# start of Recorded information

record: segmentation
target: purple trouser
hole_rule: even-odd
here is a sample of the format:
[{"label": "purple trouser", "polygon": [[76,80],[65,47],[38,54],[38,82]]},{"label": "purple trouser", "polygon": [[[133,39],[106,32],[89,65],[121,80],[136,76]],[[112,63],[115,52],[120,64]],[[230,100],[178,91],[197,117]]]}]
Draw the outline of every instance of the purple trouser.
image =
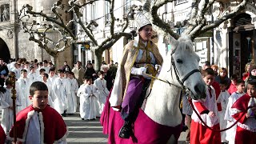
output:
[{"label": "purple trouser", "polygon": [[142,91],[144,81],[140,78],[131,77],[127,90],[126,97],[122,103],[121,117],[125,121],[131,120],[133,113],[138,106],[139,101],[141,100],[141,94]]}]

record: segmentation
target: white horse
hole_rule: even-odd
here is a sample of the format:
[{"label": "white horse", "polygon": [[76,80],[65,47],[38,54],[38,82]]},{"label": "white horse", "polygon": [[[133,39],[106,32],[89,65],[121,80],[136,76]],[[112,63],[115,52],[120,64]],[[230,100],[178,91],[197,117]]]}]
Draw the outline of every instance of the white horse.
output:
[{"label": "white horse", "polygon": [[179,109],[182,88],[190,90],[194,99],[206,97],[206,84],[198,70],[199,57],[193,50],[191,40],[182,36],[178,40],[172,38],[170,43],[171,50],[164,58],[158,77],[161,80],[154,81],[130,139],[118,136],[123,124],[120,113],[110,107],[105,109],[101,121],[107,123],[103,124],[103,132],[109,134],[109,143],[177,143],[182,120]]}]

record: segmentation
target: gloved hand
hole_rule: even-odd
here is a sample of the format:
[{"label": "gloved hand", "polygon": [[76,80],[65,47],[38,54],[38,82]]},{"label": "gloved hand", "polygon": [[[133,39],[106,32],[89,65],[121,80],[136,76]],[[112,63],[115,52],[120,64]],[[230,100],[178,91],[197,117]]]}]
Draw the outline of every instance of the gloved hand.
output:
[{"label": "gloved hand", "polygon": [[138,75],[142,75],[143,74],[145,74],[146,71],[146,67],[140,67],[138,70]]}]

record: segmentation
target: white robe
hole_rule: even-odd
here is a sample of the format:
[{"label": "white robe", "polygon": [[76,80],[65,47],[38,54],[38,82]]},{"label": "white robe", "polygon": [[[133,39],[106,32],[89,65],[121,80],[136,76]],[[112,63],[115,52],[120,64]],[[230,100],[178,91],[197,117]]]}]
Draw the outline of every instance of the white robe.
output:
[{"label": "white robe", "polygon": [[74,114],[77,110],[77,96],[76,93],[78,90],[78,84],[76,79],[67,78],[70,86],[70,94],[67,97],[68,106],[66,109],[67,114]]},{"label": "white robe", "polygon": [[[43,143],[44,127],[42,119],[39,119],[38,113],[37,111],[29,119],[29,126],[27,129],[26,144],[37,144]],[[40,125],[42,123],[42,125]],[[58,141],[58,144],[66,144],[66,138]]]},{"label": "white robe", "polygon": [[[244,94],[245,93],[239,94],[239,93],[234,92],[229,98],[229,102],[227,103],[225,117],[224,117],[224,119],[227,120],[226,127],[230,126],[235,122],[235,120],[232,117],[234,112],[231,109],[231,106],[240,97],[242,97]],[[234,143],[236,130],[237,130],[237,125],[226,130],[226,139],[229,141],[230,144]]]},{"label": "white robe", "polygon": [[43,82],[48,87],[48,104],[50,106],[50,107],[54,108],[54,101],[53,98],[51,98],[52,95],[52,90],[50,90],[50,82],[47,80],[46,82]]},{"label": "white robe", "polygon": [[16,82],[16,88],[18,90],[18,94],[20,94],[20,98],[22,106],[18,107],[18,112],[25,109],[32,104],[31,101],[29,98],[30,96],[30,87],[31,85],[31,82],[27,78],[18,78]]},{"label": "white robe", "polygon": [[100,79],[99,78],[94,81],[94,84],[98,88],[98,114],[101,114],[103,111],[106,97],[109,95],[110,91],[106,88],[106,81]]},{"label": "white robe", "polygon": [[[224,119],[227,103],[229,102],[229,98],[230,94],[227,90],[222,91],[218,98],[217,103],[221,103],[222,105],[222,111],[218,111],[219,114],[219,125],[220,129],[223,130],[226,128],[226,120]],[[221,132],[222,142],[226,142],[226,131]]]},{"label": "white robe", "polygon": [[54,75],[54,77],[49,77],[48,79],[47,79],[47,83],[48,83],[48,93],[50,95],[53,102],[56,99],[56,97],[55,95],[54,94],[54,87],[53,87],[53,85],[54,83],[55,82],[54,81],[58,78],[58,75]]},{"label": "white robe", "polygon": [[[9,106],[13,106],[13,99],[11,98],[12,88],[6,88],[6,93],[0,93],[1,106],[2,108],[1,126],[5,132],[7,133],[14,124],[14,110],[9,109]],[[17,106],[21,105],[18,95],[16,96],[15,102],[17,110]]]},{"label": "white robe", "polygon": [[31,83],[38,81],[38,75],[37,75],[37,74],[35,72],[34,73],[30,73],[27,75],[27,78],[30,78]]},{"label": "white robe", "polygon": [[96,118],[98,106],[97,95],[97,88],[94,85],[82,85],[78,89],[78,96],[80,97],[80,117],[82,118]]},{"label": "white robe", "polygon": [[68,82],[66,78],[58,78],[52,86],[53,95],[56,98],[54,102],[54,109],[59,114],[63,114],[67,108],[67,97],[70,95],[70,87]]}]

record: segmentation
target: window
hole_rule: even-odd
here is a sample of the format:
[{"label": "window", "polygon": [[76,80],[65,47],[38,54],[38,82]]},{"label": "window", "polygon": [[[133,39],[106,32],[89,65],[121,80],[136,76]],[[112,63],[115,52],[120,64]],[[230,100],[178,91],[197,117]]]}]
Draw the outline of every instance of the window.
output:
[{"label": "window", "polygon": [[105,24],[110,24],[110,2],[105,2]]},{"label": "window", "polygon": [[131,0],[124,0],[124,14],[126,14],[130,11],[130,7],[131,6]]},{"label": "window", "polygon": [[187,2],[189,0],[177,0],[175,1],[175,5],[180,5],[185,2]]}]

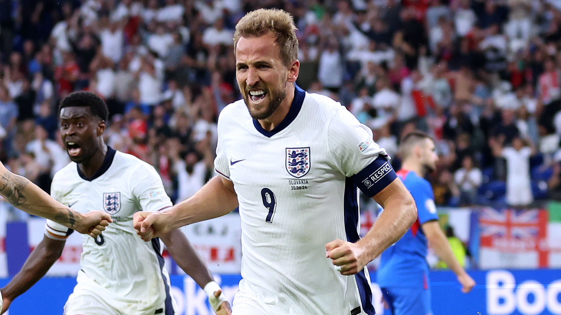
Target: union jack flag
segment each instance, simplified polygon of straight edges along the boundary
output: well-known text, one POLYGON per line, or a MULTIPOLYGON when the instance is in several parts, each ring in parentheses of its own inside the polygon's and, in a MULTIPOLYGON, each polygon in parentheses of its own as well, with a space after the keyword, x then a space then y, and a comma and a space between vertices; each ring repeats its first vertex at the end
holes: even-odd
POLYGON ((549 265, 548 211, 543 209, 481 209, 479 223, 482 248, 502 253, 535 252, 540 267, 549 265))
POLYGON ((498 210, 484 208, 480 222, 482 237, 522 239, 539 234, 539 210, 498 210))

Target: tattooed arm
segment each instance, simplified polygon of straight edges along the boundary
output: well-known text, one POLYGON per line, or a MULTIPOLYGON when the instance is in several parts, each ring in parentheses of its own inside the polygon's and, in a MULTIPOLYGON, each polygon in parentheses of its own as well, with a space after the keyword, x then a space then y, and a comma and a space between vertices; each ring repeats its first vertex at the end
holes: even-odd
POLYGON ((100 234, 113 221, 109 214, 103 211, 82 214, 72 210, 27 178, 8 170, 1 162, 0 195, 13 206, 29 214, 52 220, 92 237, 100 234))

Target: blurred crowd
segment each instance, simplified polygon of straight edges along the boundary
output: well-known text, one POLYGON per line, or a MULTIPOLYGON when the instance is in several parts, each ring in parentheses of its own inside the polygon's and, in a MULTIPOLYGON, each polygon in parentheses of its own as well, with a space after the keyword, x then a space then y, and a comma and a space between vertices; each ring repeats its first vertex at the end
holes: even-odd
POLYGON ((260 7, 294 17, 297 84, 347 106, 396 169, 403 135, 434 137, 437 204, 561 199, 556 0, 0 0, 0 159, 48 191, 69 161, 57 105, 89 90, 109 108, 107 143, 188 197, 241 98, 234 27, 260 7))

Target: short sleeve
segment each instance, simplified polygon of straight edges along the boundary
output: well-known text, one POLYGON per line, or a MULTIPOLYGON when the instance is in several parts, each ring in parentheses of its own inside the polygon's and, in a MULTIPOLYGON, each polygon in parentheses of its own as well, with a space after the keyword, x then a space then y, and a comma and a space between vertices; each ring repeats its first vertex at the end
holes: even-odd
POLYGON ((385 150, 373 140, 372 131, 343 106, 330 122, 327 141, 335 168, 369 197, 397 177, 385 150))
POLYGON ((142 164, 135 170, 131 178, 132 194, 136 197, 143 211, 158 211, 173 205, 165 193, 162 178, 151 165, 142 164))
POLYGON ((218 141, 216 147, 216 158, 214 159, 214 170, 218 175, 229 180, 230 168, 228 166, 228 157, 224 150, 224 137, 223 136, 224 132, 222 131, 223 122, 221 123, 221 117, 218 117, 218 141))
POLYGON ((417 205, 419 223, 422 224, 429 221, 438 220, 436 206, 434 204, 434 194, 430 184, 422 179, 416 186, 415 188, 410 189, 410 191, 417 205))
MULTIPOLYGON (((58 190, 57 189, 57 177, 55 177, 50 185, 50 196, 55 200, 60 202, 60 194, 58 193, 58 190)), ((53 239, 65 240, 73 231, 74 230, 51 220, 47 219, 47 223, 45 224, 45 235, 53 239)))

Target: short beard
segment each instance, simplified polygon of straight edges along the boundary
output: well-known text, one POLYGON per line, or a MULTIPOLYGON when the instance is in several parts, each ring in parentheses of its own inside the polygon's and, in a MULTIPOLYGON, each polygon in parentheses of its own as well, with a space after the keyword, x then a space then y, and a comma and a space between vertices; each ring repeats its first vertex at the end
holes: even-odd
MULTIPOLYGON (((286 86, 286 85, 285 84, 284 86, 286 86)), ((249 100, 246 99, 246 96, 245 95, 247 95, 247 94, 244 95, 243 100, 245 101, 246 106, 247 106, 247 110, 249 111, 249 114, 251 115, 252 118, 258 121, 268 118, 275 112, 275 110, 277 110, 277 109, 280 106, 280 103, 282 103, 282 101, 284 100, 284 99, 286 98, 286 89, 282 90, 279 93, 273 93, 272 91, 269 91, 269 93, 271 100, 269 103, 269 106, 267 106, 266 110, 260 114, 251 113, 251 111, 249 109, 249 105, 248 105, 249 100)), ((249 98, 250 96, 247 97, 249 98)))

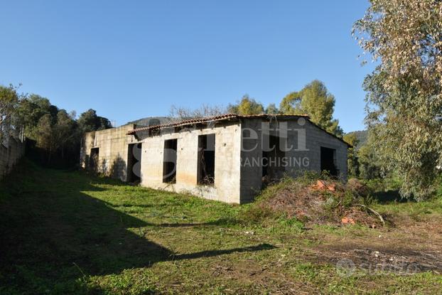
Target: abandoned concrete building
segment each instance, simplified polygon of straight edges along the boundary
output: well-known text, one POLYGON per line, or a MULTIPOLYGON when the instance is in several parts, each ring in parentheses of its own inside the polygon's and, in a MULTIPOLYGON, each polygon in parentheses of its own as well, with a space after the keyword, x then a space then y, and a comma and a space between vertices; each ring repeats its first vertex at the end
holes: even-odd
POLYGON ((307 116, 227 114, 146 125, 87 133, 82 167, 235 203, 250 202, 266 183, 302 171, 347 178, 348 145, 307 116))

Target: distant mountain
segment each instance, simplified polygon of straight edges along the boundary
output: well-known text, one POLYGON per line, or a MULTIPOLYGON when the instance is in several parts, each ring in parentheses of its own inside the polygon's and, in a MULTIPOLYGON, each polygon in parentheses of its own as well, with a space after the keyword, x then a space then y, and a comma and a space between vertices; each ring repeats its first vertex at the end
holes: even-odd
POLYGON ((356 138, 359 141, 357 145, 356 146, 356 149, 359 149, 361 146, 362 146, 367 142, 367 137, 368 136, 368 131, 367 130, 360 130, 360 131, 353 131, 351 132, 348 132, 347 134, 355 134, 356 135, 356 138))
POLYGON ((135 124, 141 126, 154 126, 170 122, 171 119, 167 117, 146 117, 146 118, 129 122, 127 124, 135 124))

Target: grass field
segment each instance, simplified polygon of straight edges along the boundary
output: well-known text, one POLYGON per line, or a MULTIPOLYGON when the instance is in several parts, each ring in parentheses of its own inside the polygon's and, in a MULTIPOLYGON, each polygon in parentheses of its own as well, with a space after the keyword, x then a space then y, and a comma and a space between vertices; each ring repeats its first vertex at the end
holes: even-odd
POLYGON ((378 203, 376 229, 248 206, 24 161, 0 187, 0 294, 442 293, 440 200, 378 203))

# end of Recorded information

-- Exercise task --
Lay out the entries as a two-column CSV with the header columns "entry_text" and "answer", one row per entry, putting each entry's text and its answer in separate quoted fields with line breaks replaced by spaces. Begin at the line that contains "Target: union jack flag" and stop after the line that contains "POLYGON ((100 234, 113".

-- Correct output --
entry_text,answer
"Target: union jack flag segment each instance, simplified polygon of straight edges along the boundary output: well-known text, one POLYGON per line, or a MULTIPOLYGON when the instance is in several parts, each ring in parentheses of its own inside the polygon's and, in a MULTIPOLYGON, each polygon in parentheses of its own as well, with a space after the keyword, x then a space then y, and a comma and a space between vertices; each ring repeats its first vertex at the end holes: even-odd","POLYGON ((549 265, 548 211, 543 209, 481 209, 479 223, 482 248, 502 253, 535 252, 540 267, 549 265)) POLYGON ((498 210, 484 208, 480 222, 482 237, 522 239, 539 234, 539 210, 498 210))"
"Target: tattooed arm segment each instance, simplified polygon of straight edges along the boundary output: well-known text, one POLYGON per line, or a MULTIPOLYGON when the instance is in several parts, each ring in parentheses of its own inside the polygon's and, in a MULTIPOLYGON, each polygon in parentheses of its own as well, with a space after the keyword, x then a space then y, and a comma and a space between vertices; each ring repeats its first vertex at the end holes: even-odd","POLYGON ((100 234, 113 221, 109 214, 103 211, 82 214, 72 210, 27 178, 8 170, 1 162, 0 195, 13 206, 29 214, 52 220, 92 237, 100 234))"